--- ACTIVITY ---
Extract the text of every entry below exactly; leave images out.

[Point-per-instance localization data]
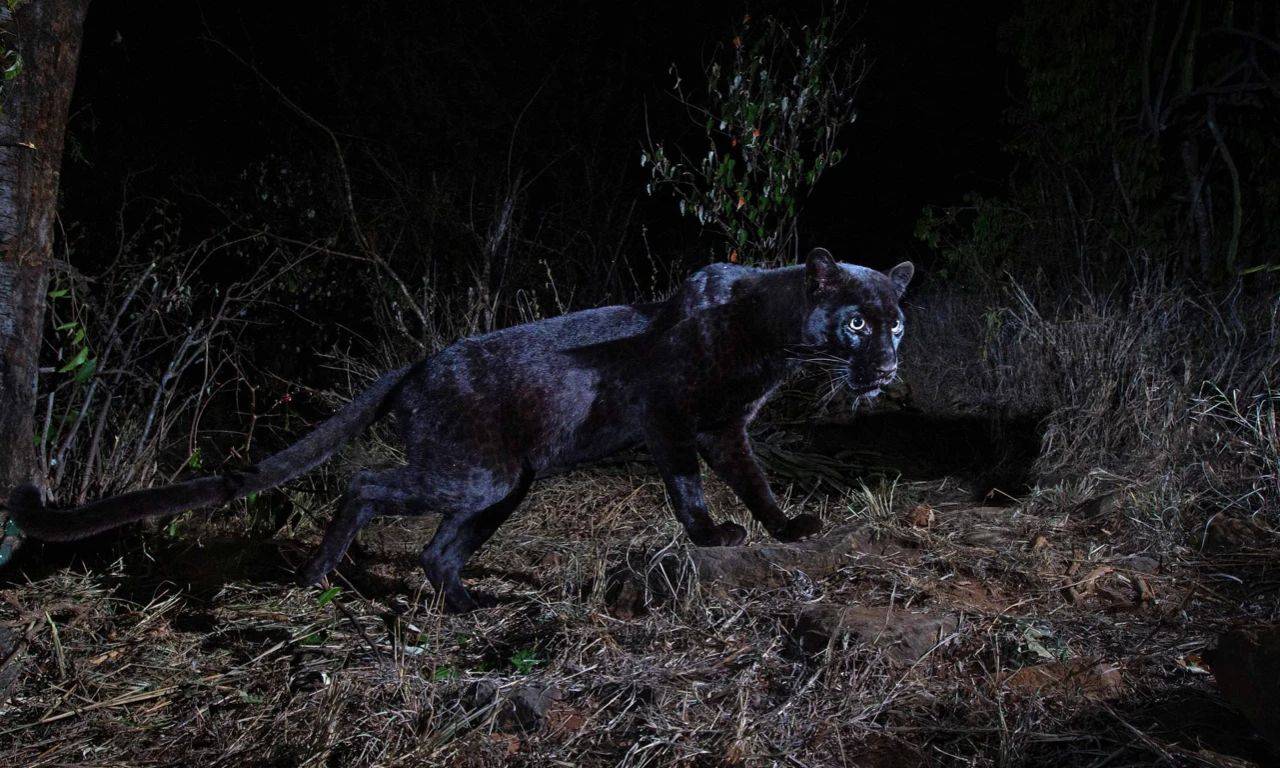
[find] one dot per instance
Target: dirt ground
(922, 629)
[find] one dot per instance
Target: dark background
(435, 91)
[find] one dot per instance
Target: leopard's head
(854, 320)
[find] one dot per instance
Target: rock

--- RESULT ---
[find] one dot per instance
Target: dirt ground
(922, 629)
[find] one dot per instance
Target: dark background
(435, 91)
[find] one dot per instance
Target: leopard's head
(854, 320)
[find] one dot per instance
Target: rock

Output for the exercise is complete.